SOURCE DOCUMENT:
= Beginning of Section =

Colin Tudge and the electronic farm collegePosted by Gareth Hargreaves
Michael Wale talks to Colin Tudge, respected broadcaster, science writer and environmentalist , about his small scale, local vision for future farming.
He also wrote for New Scientist before turning out several books, including The Secret Life of Trees, Consider The Birds, So Shall We Reap and Feeding People Is Easy.
It was in January this year that he launched his latest event in Oxford, where he lives with his wife, fellow campaigner Ruth West. Tudge staged the Alternative Farming Conference, deliberately on the same day and close by to the more mainstream annual Oxford Farming Conference.
Tudge's conference attracted a full house of organic farmers and supporters, and was chaired by Sir Crispin Tickell, one of the world’s leading environmentalists and a former diplomat. The whole premise of this conference was to air opposite views to those that were being offered ‘over the road’
But what are Tudge's views? He is campaigning for a return to what he defines as ‘real’ farming, with small farms taking on the giants and home produced food favoured over imports. "The so called 'Free Market' is dominated by the banks and big corporations" he argues.

= End of Section =

GIVEN ENTRIES:
= Beginning of Section =

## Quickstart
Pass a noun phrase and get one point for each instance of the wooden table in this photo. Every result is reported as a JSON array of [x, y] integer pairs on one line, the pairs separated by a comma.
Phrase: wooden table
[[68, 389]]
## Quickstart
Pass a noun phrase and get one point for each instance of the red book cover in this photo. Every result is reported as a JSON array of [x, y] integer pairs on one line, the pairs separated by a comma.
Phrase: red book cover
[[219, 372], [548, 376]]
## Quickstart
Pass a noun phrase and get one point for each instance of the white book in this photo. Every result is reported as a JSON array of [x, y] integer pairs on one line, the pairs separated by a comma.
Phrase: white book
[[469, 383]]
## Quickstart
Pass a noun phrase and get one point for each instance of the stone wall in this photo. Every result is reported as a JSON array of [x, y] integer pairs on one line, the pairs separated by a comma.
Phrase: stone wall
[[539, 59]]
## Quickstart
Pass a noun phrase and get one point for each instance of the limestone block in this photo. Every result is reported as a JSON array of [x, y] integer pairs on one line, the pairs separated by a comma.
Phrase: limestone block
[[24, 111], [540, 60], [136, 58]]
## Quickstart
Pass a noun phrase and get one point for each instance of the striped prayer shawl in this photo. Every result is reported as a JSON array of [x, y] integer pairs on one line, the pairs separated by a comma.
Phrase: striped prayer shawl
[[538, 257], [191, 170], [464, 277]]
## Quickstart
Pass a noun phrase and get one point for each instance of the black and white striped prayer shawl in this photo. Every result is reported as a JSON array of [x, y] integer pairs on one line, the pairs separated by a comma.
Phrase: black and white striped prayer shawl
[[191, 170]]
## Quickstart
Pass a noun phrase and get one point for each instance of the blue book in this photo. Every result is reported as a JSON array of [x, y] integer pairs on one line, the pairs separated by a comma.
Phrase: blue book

= End of Section =

QUESTIONS TO ANSWER:
1/ List the books by Tudge that the Colin Tudge article names.
2/ According to the Colin Tudge article, who chaired the Alternative Farming Conference?
3/ Continue the Colin Tudge article from its last sentence.

YOUR RESPONSES:
1/ The Secret Life of Trees, Consider The Birds, So Shall We Reap, Feeding People Is Easy

2/ Sir Crispin Tickell chaired it.

3/
"The whole thing is based on debt. Everything has to make as much profit as possible, as you get into bigger debt from the banks so you can in turn become bigger and bigger”.
What that means, Tudge thinks, is that if you really want to make money out of farming then you must maximise your output. Secondly you have to add value. “Everyone talks about the demand for meat" Tudge explains. "If you explore the meat industry for the past 40 years, you find farmers using cheap wheat, feeding it to the beasts, and making easy money.
"It's about reducing costs too. To do this you throw farmers out of work as you don’t need more labour, but you do need lots and lots of chemicals and machinery instead.
"So you get monoculture - huge fields growing one crop. Then you get the retailers like Tesco and Walmart who buy hundreds of tons and tons of food at the cheapest price”.
Tudge prefers organic farming and small farms, and accuses conventional farming of being only about “money, how much you can borrow, how much you can take out. You are subsidising a free market system of embezzlement”.
Now he wants to launch a trust fund that would support independent farmers. "Community supported agriculture is already there and working, so are farmers' markets”, Tudge notes.
So, with this in mind, he plans a College for Enlightened Agriculture to re-place the myriad of agricultural departments that have been closed down at universities across Britain.
Colin admits that sooner or later he would like a bricks-and-mortar home for his vision, but is presently happy to set it all up on the internet, aiming not only at specialists but those with a laymen’s interest in agriculture.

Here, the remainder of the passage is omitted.